■ **AIM OF THE TASK**: Will you quote all of the entries, word for word?

■ **MATERIAL SHOWN**:
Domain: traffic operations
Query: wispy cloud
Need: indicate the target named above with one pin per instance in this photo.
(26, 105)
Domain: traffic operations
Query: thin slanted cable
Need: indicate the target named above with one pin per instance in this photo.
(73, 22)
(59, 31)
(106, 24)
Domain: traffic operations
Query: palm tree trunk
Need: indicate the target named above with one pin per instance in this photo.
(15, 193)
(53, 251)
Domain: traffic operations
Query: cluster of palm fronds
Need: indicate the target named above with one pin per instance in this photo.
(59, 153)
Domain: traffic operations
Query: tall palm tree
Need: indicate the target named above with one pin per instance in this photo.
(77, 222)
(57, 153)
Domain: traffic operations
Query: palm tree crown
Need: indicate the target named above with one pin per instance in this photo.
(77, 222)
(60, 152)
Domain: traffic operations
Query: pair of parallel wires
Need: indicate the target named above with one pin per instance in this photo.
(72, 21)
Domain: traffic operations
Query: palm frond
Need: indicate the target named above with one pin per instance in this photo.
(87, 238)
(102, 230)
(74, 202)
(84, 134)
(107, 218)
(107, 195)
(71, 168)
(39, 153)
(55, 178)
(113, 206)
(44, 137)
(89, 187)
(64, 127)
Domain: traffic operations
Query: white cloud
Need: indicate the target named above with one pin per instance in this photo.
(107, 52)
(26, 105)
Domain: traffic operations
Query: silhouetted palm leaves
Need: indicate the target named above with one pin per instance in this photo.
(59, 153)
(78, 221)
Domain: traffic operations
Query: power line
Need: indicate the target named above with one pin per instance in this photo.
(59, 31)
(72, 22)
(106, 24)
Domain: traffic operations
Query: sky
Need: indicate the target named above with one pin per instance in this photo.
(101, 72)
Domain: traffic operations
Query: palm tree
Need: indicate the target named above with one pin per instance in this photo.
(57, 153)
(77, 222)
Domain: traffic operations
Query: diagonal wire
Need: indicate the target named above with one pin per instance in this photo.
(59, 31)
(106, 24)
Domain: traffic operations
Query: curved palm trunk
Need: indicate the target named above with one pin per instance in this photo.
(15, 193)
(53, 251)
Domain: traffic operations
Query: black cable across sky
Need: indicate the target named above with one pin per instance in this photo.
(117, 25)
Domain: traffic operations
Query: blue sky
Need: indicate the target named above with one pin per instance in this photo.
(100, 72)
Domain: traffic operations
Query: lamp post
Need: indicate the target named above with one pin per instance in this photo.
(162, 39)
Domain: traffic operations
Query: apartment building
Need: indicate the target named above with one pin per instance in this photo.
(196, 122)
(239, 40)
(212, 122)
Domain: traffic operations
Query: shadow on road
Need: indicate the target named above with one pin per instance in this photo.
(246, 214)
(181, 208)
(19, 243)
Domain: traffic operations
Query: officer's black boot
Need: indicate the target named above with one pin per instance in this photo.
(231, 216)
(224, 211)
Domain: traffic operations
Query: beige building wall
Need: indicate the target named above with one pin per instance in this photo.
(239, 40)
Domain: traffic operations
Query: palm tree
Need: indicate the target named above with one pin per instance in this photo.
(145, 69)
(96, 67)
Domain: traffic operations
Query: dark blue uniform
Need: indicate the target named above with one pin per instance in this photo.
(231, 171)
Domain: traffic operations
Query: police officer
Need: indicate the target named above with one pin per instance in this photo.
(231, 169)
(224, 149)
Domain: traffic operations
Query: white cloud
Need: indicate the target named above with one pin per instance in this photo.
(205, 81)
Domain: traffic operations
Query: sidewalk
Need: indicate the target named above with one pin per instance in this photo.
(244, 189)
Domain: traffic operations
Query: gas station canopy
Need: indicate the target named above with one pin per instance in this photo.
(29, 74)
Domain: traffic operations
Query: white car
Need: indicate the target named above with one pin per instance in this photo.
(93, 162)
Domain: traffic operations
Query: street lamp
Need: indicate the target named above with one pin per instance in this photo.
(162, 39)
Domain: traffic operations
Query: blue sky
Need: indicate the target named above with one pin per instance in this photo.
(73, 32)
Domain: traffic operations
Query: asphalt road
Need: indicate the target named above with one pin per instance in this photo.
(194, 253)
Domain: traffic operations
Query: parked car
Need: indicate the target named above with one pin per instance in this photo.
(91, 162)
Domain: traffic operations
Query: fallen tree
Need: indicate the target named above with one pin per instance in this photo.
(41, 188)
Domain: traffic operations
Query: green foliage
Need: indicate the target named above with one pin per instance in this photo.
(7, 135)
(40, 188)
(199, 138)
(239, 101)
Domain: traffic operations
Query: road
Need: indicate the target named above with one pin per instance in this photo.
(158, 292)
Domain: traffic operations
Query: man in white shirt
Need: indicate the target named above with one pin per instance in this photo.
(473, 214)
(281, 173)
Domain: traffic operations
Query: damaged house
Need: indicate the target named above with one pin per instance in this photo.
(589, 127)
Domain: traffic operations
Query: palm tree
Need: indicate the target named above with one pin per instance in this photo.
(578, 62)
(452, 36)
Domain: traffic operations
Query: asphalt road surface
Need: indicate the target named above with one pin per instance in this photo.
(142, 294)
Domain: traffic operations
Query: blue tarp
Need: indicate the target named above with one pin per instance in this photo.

■ **COMPLETE ANSWER**:
Domain: traffic operations
Query: wispy cloud
Need: indicate the target named above with one pin per instance in this photo.
(26, 105)
Domain: traffic operations
Query: thin slanted cable
Need: indicate the target named above with one pin per instance in this photo.
(73, 22)
(59, 31)
(106, 24)
Domain: traffic operations
Query: palm tree trunk
Need: indicate the target named above with one pin per instance in this photo.
(15, 193)
(53, 251)
Domain: traffic operations
Query: cluster of palm fronds
Need: indicate the target named above with one pin per instance in this photo.
(59, 153)
Domain: traffic operations
Query: tall palm tree
Need: indicate the target named above with one pin per instance in this photo.
(77, 222)
(57, 153)
Domain: traffic operations
Query: palm tree crown
Need: indicate the target named above with one pin per instance in this photo.
(77, 222)
(60, 152)
Domain: traffic operations
Query: pair of parallel wires
Need: indicate the target named above with one pin per instance in this photo.
(72, 21)
Domain: traffic operations
Query: palm frond
Need: indicate the target named above with one pin per instance in this photo.
(87, 238)
(102, 230)
(74, 202)
(84, 134)
(107, 218)
(107, 195)
(71, 168)
(39, 153)
(55, 178)
(113, 206)
(44, 137)
(89, 187)
(64, 127)
Domain: traffic operations
Query: white cloud
Need: indicate the target named above with one pin per instance in this photo.
(107, 52)
(26, 105)
Domain: traffic operations
Query: silhouetted palm leaves
Need: indicate the target named above with one pin per instance in this photo.
(59, 153)
(78, 221)
Domain: traffic operations
Query: power line
Need: indicate the target named above with one pin per instance in this photo.
(59, 31)
(72, 22)
(106, 24)
Domain: traffic operations
Query: sky
Need: indicate the target named above with one pin per instance in this photo.
(101, 72)
Domain: traffic operations
Query: palm tree
Need: indicate the target named above with one pin per instance in this photo.
(57, 153)
(77, 222)
Domain: traffic operations
Query: diagonal wire
Need: indicate the target named above with one pin per instance in this photo.
(59, 31)
(106, 24)
Domain: traffic operations
Query: curved palm trunk
Need: indicate the target named above with one pin per instance in this photo.
(15, 193)
(53, 251)
Domain: traffic operations
Query: black cable across sky
Need: indicate the target named above with one pin per instance in this photo.
(117, 25)
Domain: traffic operations
Query: blue sky
Need: indicate the target named above with one pin per instance in this photo.
(100, 72)
Domain: traffic operations
Query: lamp post
Need: indicate the target named above with one pin per instance in this photo.
(162, 39)
Domain: traffic operations
Query: apartment building
Need: indicate the target named above with one pin per instance in this photo.
(196, 122)
(239, 40)
(212, 122)
Domain: traffic operations
Query: shadow on road
Need: indicate the target named above with one pin per instance in this photo.
(246, 214)
(181, 208)
(19, 243)
Domain: traffic operations
Query: officer's black boot
Need: indicate the target named above with one pin per instance in this photo.
(231, 216)
(224, 211)
Domain: traffic operations
Query: beige building wall
Need: indicate the target named above with one pin per instance in this photo.
(239, 40)
Domain: traffic operations
Query: palm tree
Need: indicate the target named above with one pin per instance in this photo.
(145, 69)
(96, 67)
Domain: traffic operations
Query: dark blue uniform
Need: indicate the target named above with one pin per instance in this photo.
(231, 171)
Domain: traffic operations
Query: police officer
Need: indicate the target named above with one pin per instance in this photo.
(231, 169)
(224, 149)
Domain: traffic operations
Query: white cloud
Need: indicate the target named above with one pin per instance in this photo.
(205, 81)
Domain: traffic operations
Query: sidewalk
Need: indicate the target named above with one pin per instance in this photo.
(244, 189)
Domain: traffic operations
Query: gas station canopy
Need: indicate the target named above with one pin per instance in this photo.
(29, 74)
Domain: traffic operations
Query: white car
Need: indicate the target named above with one pin per instance in this photo.
(93, 162)
Domain: traffic operations
Query: street lamp
Need: indicate the target named above with one pin per instance in this photo.
(162, 39)
Domain: traffic operations
Query: blue sky
Need: indicate the target named above with one pin per instance in this photo.
(73, 32)
Domain: traffic operations
Query: asphalt road
Need: indicate the target named above with one pin per instance in this photo.
(194, 253)
Domain: traffic operations
Query: parked car
Need: indicate the target named above with one pin per instance in this photo.
(91, 162)
Domain: traffic operations
Query: fallen tree
Need: indicate the target named above with one pin per instance in this photo.
(41, 188)
Domain: traffic operations
Query: green foliage
Need: indicate the target named above with one pin per instance in this photo.
(7, 135)
(40, 188)
(199, 138)
(239, 101)
Domain: traffic operations
Query: road
Need: indicate the target named above with one pin per instance in this photo.
(158, 292)
Domain: traffic operations
Query: man in white shirt
Need: indicate the target named above with one pin per instance in this photo.
(473, 214)
(281, 173)
Domain: traffic operations
Query: damaged house
Need: indicate the target named above with one pin per instance in this photo.
(589, 127)
Domain: traffic operations
Query: palm tree
Need: indicate the target named above with one pin per instance in this photo.
(578, 62)
(452, 36)
Domain: traffic operations
Query: asphalt road surface
Need: indicate the target named above with one pin per instance in this photo.
(142, 294)
Domain: traffic operations
Query: blue tarp
Need: indicate the target named above with one pin per instance in this photo.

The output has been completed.